# SUPPLIED PASSAGE
When children are in bed, wife finds “Contagion” in DVD drawer of the Plague House. We proceed to watch it, touched by the beautiful irony the universe is serving up. Film finishes and we spend rest of evening washing hands, trying to avoid touching face (which the film tells us we do subconsciously more than 2,000 times a day) and disinfecting surfaces some more.

Wife complains that DVD has made her skin crawl and spends an hour in bed itching and touching her face. Surely Plague House hasn’t also got fleas?

Hands red raw from over-washing. Becoming concerned that I might have OCD.

I wish I was back at work.

  • Family holiday day 6

Daughter woke up at 03:00 screaming in pain, with a horrific rash on her lady bits. Wife starts sobbing and reveals cause is probably due to use of new toddler wipes used the previous day. Wife spends next three hours beating herself up. The Baton of Screaming is back in play again. Everyone takes a turn with The Baton of Screaming. I consider battering myself on the head with it again. Anything for a few minutes of quiet.

I spend the next hour organising an out of hours, out of area hospital appointment. Bitterly cold outside. Snow is falling. Peace returns to house around 07:00. Wife and I giddy with tiredness.

Later in the day wife starts to complain of nausea and stomach pain and retires to bed early. I sit upstairs on my own and revert to Twitter for solace. Good old Twitter. There is always Twitter. Thankfully there is wi-fi in The Plague House. Wi-fi stops working. Wi-fi is also sick.

I wish I was back at work.

  • Family holiday day 7

No diarrhoea or vomiting for 48 hours and daughters rash has improved significantly. Happy house once again, so as a treat, we organise an outing to local play park.

Daughter insists on going on insane looking zip wire. Completes a couple of zips with my help, and then tells me to go away and let her go on her own. I hesitantly “let go” physically, emotionally and mentally. Surprised at how hard I find it to expose my daughter to risk.

Daughter spends the rest of the afternoon finally happy, zipping up and down the wire with her cousin. I stand by, watching nervously, wanting to run along side her every zip, but also amazed at bravery of daughter.

# DATA PROVIDED

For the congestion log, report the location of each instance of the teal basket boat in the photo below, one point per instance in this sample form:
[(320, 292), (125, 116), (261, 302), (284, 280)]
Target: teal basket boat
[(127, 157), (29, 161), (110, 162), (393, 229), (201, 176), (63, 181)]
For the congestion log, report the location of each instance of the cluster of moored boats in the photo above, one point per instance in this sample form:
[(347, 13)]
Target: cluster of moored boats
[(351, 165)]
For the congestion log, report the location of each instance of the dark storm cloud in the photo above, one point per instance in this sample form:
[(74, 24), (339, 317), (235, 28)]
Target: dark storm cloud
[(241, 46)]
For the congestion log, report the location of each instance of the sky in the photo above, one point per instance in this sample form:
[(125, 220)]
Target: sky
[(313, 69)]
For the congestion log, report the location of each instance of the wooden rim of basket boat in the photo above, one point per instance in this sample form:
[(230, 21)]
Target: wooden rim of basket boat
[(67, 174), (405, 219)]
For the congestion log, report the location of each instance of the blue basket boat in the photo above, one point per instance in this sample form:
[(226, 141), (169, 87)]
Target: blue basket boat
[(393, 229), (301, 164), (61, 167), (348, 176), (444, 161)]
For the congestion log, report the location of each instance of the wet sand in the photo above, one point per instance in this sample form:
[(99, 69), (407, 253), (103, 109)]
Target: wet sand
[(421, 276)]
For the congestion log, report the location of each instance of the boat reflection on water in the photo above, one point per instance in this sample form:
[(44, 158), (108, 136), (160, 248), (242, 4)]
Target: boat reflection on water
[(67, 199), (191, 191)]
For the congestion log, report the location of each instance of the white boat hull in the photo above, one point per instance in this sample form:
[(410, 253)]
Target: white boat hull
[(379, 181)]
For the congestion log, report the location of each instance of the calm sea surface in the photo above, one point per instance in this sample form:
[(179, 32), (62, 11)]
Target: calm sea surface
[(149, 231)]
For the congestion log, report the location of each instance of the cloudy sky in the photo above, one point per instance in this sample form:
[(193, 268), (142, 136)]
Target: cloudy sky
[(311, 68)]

# EXERCISE TASKS
- 1) Answer these questions from the family holiday passage:
(a) According to the film, how many times a day do we subconsciously touch our face?
(b) At what time did the daughter wake up screaming on day 6?
(c) What did the daughter insist on going on at the play park?
- 2) Copy the family holiday passage word for word, everything from "I spend the" down to "is also sick.".

# SOLUTIONS TO THE PROBLEMS
- 1)
(a) More than 2,000 times a day.
(b) At 03:00.
(c) An insane looking zip wire.

- 2)
I spend the next hour organising an out of hours, out of area hospital appointment. Bitterly cold outside. Snow is falling. Peace returns to house around 07:00. Wife and I giddy with tiredness.

Later in the day wife starts to complain of nausea and stomach pain and retires to bed early. I sit upstairs on my own and revert to Twitter for solace. Good old Twitter. There is always Twitter. Thankfully there is wi-fi in The Plague House. Wi-fi stops working. Wi-fi is also sick.